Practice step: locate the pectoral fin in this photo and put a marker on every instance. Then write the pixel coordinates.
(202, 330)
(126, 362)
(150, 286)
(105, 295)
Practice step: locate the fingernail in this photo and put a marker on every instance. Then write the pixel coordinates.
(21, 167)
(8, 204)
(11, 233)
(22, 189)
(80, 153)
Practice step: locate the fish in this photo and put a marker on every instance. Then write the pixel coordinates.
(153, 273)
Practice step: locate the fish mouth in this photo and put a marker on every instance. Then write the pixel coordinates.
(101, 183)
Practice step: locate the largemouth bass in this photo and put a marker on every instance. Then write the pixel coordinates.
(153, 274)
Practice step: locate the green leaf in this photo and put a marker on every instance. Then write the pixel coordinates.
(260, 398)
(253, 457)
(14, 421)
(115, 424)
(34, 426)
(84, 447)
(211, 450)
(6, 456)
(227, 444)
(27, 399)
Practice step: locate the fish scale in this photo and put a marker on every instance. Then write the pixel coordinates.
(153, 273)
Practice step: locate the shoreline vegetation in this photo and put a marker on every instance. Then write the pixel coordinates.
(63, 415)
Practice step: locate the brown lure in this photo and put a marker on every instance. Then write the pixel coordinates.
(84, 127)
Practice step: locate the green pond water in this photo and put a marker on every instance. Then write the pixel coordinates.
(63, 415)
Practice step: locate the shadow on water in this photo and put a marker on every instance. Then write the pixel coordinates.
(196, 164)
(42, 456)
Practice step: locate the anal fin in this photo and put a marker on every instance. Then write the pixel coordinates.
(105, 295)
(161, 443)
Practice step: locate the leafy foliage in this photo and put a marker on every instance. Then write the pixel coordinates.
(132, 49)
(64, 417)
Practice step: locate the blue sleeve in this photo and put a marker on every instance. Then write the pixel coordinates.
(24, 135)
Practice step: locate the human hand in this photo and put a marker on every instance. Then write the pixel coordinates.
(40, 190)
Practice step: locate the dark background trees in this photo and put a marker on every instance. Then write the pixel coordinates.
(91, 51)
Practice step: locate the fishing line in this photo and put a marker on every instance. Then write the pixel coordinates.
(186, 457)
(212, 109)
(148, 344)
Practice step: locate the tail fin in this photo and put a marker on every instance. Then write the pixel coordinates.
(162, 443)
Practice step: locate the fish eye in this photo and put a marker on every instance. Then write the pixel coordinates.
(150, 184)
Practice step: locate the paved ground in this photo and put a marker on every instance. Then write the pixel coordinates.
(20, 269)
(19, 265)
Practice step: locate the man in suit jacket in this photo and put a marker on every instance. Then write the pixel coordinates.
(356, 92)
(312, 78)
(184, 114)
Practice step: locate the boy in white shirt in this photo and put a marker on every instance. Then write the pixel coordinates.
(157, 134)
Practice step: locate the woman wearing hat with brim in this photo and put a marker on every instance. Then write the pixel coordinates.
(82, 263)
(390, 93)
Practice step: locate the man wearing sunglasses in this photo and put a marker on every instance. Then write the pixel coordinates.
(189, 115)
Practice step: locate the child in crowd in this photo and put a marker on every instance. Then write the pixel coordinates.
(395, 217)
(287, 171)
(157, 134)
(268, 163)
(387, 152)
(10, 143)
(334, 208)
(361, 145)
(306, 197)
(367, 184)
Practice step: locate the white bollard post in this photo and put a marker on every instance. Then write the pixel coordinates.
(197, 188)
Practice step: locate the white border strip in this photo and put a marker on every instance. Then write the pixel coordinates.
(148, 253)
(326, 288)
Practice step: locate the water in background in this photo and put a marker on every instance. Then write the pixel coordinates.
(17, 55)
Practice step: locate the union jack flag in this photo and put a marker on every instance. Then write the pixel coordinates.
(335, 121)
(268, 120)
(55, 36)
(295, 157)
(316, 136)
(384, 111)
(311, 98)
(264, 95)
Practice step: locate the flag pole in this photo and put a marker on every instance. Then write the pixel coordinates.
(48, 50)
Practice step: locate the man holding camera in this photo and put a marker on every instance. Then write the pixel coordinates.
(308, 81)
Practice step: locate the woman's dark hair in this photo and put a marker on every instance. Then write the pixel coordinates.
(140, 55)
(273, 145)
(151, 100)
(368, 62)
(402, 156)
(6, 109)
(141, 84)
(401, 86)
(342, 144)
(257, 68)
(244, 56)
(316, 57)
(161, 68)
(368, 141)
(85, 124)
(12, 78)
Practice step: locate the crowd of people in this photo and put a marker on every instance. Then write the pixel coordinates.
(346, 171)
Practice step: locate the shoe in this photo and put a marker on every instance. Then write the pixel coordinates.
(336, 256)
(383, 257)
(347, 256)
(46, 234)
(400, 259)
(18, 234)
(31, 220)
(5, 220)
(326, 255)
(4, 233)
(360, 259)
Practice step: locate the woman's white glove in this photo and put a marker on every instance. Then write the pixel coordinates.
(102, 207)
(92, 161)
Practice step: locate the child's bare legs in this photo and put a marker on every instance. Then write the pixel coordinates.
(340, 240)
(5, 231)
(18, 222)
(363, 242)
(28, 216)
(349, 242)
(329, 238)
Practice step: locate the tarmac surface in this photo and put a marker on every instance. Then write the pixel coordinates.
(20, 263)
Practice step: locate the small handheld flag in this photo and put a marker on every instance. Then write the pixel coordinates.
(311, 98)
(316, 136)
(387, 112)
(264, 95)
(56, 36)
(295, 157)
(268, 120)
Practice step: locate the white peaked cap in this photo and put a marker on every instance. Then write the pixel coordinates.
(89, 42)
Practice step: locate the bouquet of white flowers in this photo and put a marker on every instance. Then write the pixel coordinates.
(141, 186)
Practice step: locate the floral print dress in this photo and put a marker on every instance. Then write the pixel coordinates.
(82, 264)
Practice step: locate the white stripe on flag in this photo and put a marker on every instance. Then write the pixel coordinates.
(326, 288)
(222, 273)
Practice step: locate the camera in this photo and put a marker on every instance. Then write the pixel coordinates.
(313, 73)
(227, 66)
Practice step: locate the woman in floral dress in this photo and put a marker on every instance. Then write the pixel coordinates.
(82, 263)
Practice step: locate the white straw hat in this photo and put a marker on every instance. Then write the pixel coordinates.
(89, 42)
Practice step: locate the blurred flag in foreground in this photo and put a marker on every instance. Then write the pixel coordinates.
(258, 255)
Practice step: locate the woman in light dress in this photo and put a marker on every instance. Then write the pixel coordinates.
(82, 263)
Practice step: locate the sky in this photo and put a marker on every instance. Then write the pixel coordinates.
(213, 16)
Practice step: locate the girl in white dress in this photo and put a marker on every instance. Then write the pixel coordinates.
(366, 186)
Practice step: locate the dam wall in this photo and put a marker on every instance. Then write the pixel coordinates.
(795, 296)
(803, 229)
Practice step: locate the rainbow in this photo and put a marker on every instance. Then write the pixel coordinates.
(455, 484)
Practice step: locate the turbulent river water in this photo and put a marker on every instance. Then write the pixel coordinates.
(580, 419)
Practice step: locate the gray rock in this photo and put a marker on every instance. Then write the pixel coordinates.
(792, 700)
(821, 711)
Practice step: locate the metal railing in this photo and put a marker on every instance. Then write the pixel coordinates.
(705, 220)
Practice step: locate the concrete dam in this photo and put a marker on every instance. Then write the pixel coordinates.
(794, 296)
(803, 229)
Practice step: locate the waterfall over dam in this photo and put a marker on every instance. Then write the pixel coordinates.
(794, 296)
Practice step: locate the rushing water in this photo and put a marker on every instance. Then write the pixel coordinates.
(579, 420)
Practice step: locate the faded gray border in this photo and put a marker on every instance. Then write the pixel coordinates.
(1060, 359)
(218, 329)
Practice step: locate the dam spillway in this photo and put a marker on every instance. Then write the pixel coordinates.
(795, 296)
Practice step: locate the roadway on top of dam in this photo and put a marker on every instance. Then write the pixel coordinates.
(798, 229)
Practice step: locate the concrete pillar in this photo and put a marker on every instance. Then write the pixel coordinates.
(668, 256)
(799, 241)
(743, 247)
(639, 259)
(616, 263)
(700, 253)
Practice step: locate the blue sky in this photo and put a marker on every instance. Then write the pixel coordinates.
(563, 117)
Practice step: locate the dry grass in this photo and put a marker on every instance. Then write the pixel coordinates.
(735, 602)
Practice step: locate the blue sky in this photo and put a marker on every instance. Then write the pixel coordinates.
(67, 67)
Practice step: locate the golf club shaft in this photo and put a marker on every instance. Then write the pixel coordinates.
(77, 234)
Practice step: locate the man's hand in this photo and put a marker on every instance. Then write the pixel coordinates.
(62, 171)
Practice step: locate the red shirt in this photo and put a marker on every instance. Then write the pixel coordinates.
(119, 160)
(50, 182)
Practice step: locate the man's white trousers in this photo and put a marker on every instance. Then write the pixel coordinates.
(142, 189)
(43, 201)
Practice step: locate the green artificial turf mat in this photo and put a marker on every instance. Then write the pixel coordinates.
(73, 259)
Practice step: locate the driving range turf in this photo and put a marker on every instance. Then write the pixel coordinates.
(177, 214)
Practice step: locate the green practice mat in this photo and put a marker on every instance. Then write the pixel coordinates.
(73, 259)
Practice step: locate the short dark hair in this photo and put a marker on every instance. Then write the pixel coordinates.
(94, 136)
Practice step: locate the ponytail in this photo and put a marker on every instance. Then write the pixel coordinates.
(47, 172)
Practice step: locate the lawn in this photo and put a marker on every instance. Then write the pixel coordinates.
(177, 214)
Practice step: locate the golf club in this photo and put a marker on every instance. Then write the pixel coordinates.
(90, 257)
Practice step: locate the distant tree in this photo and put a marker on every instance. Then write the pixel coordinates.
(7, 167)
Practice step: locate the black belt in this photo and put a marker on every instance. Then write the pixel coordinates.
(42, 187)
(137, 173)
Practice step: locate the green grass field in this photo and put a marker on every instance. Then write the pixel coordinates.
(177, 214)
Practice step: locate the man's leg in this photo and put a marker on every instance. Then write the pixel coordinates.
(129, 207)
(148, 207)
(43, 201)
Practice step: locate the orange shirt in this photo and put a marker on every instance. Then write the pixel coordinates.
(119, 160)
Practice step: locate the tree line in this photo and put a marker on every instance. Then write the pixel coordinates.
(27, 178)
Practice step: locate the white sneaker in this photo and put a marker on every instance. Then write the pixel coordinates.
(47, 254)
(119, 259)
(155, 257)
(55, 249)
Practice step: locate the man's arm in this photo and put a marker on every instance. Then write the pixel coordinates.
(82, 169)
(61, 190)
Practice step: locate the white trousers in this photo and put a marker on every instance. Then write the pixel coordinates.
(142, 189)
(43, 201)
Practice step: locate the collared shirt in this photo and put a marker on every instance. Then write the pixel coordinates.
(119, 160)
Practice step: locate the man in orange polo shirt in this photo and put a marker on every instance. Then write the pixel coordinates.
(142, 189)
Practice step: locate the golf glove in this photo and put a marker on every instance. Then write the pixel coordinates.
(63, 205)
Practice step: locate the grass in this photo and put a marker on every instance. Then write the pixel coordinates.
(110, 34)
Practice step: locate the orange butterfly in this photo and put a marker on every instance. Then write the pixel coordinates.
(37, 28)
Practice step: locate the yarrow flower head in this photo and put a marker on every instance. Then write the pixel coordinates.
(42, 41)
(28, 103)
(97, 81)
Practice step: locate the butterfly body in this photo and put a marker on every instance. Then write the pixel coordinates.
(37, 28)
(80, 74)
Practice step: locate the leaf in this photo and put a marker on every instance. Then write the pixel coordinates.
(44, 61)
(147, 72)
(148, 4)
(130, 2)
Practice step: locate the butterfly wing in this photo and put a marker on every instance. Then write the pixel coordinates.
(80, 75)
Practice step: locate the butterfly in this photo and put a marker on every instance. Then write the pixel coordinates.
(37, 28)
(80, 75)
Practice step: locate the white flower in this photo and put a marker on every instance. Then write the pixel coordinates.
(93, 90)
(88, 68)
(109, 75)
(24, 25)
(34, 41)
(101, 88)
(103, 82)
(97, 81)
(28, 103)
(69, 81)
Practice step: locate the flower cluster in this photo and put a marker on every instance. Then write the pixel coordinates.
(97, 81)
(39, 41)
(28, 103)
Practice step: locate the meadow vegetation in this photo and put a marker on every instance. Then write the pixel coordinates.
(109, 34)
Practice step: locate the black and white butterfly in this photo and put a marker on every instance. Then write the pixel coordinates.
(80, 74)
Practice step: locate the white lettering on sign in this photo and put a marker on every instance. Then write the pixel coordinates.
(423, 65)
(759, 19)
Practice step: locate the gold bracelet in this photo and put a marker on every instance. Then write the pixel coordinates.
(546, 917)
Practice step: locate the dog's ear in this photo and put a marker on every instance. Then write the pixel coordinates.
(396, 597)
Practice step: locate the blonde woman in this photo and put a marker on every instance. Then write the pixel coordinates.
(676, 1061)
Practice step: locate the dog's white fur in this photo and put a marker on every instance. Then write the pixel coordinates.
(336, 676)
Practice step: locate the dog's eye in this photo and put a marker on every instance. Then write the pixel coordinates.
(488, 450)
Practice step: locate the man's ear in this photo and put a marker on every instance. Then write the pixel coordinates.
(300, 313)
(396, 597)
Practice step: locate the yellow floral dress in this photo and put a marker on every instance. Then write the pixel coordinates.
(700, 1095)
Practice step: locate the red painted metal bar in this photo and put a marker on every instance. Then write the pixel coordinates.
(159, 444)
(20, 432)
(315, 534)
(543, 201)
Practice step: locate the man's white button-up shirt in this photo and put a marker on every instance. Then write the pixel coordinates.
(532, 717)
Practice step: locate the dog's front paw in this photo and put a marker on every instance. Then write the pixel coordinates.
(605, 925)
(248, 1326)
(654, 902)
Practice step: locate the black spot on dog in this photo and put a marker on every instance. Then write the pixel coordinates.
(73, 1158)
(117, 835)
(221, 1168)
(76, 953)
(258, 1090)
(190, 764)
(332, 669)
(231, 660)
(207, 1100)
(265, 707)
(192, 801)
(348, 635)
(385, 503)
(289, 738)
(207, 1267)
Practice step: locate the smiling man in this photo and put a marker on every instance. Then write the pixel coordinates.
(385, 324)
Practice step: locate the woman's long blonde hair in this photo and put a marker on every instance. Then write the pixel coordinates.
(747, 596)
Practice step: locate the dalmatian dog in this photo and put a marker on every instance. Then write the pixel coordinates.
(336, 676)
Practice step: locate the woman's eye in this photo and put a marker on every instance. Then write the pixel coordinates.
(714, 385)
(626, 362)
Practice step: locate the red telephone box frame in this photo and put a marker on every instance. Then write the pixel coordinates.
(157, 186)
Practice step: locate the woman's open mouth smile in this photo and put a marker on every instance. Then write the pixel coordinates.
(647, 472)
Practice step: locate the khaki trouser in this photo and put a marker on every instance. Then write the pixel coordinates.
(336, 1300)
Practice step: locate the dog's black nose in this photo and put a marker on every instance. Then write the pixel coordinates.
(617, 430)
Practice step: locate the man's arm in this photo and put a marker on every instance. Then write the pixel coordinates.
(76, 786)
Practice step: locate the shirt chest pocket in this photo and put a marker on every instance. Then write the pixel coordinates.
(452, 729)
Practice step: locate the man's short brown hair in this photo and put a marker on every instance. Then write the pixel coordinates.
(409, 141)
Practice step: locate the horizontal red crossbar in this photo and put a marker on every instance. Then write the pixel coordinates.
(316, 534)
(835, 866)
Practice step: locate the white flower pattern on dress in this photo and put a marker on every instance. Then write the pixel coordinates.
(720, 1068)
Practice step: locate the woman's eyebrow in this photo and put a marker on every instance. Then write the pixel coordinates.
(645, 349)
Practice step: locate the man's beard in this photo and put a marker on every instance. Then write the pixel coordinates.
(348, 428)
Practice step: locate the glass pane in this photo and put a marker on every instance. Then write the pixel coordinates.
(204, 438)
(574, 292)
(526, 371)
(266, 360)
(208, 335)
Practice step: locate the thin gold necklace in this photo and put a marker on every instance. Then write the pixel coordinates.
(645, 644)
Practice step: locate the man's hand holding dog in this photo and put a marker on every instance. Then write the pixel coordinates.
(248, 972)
:::::
§ WHAT YOU HAVE TO DO
Take the line that contains "Practice step: locate the man's hand holding" and every line after it through the end of the listing above, and repeat them exactly.

§ EXERCISE ANSWER
Practice step: locate the man's hand holding dog in this photo and put a marker on every instance. Then write the pixel coordinates.
(248, 972)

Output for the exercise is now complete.